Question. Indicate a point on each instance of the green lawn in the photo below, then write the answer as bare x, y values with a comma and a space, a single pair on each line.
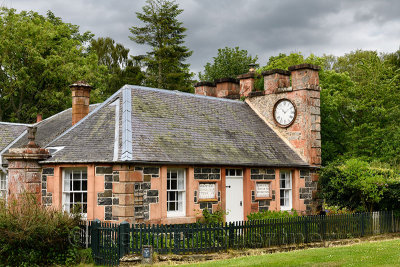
382, 253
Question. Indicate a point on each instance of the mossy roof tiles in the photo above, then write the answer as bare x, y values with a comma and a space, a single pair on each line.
176, 128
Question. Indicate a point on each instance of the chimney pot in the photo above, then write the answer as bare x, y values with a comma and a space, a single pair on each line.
80, 100
247, 81
305, 76
205, 88
227, 87
274, 79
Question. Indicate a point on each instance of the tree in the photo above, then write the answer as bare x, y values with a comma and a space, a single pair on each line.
122, 69
229, 62
165, 35
360, 186
39, 57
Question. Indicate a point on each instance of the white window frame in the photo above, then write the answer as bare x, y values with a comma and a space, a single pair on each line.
66, 203
3, 185
180, 192
285, 189
230, 172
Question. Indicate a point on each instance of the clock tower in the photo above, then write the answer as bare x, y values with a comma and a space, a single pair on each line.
293, 111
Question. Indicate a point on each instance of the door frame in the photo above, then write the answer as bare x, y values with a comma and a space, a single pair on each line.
237, 176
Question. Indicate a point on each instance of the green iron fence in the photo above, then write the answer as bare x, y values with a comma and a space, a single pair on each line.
110, 242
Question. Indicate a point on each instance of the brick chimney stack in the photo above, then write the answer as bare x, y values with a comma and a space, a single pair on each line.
80, 100
305, 76
227, 87
205, 88
247, 81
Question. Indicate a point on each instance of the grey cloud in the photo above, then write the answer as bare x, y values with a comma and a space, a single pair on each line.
264, 28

· · · ·

Copy all of the data above word for word, omitting the picture.

» EXPECTED ANSWER
Question. Indicate a point on each instance of the green lawn in the photo below, then write the answer as bare x, y values with a comma and a space, a single pair on each line.
382, 253
Question. Indicate a point on each instance of the mossy roof tiles in the photo above, then write the answer as bare x, y values with a comma and a space, a single pair on each line.
176, 128
Question. Indicate a point on each instance of the chimney pot in the photo above, then write the answer as bare x, y values with a comma and a space, a single pair on each line.
80, 100
247, 81
305, 76
205, 88
227, 87
274, 79
Question. Indicate a point on each instance of the tree in the photo above, then write the answer as bare x, y values with a comma and a space, a single pair on each line.
122, 69
229, 62
165, 35
360, 186
39, 57
Question. Indicate a point on each instance of the white window frame in the photo above, then write the answer as bare x, y values with a comma and a space, a single pair on each line.
66, 203
3, 185
180, 192
285, 189
230, 172
Question. Indicate a point on each instance of the clock tower in the photo above, then write the answer as bare x, y values with a comma and a space, a single pair on each line.
293, 111
Question. Indicate a point on each instance of the door frame in the photo above, then write the answer as bare x, y values with a comma and a space, a single pair on each line.
237, 176
Question. Indicate a point on each instance of the green iron fence in the photo above, then write the answer as bare x, y values with a comma and a space, a single pair on each line.
110, 242
Question. Indicate a point on each instance of the brick chimney stack in the photo above, then write the answer as bare x, y values with a comma and a space, a single pair on each line.
80, 100
305, 76
227, 87
205, 88
247, 81
Question. Indicate a point on each instance of the grey cloud in the photo above, then write the answer as bare x, y values with a comma and a space, a single pair on each line.
264, 28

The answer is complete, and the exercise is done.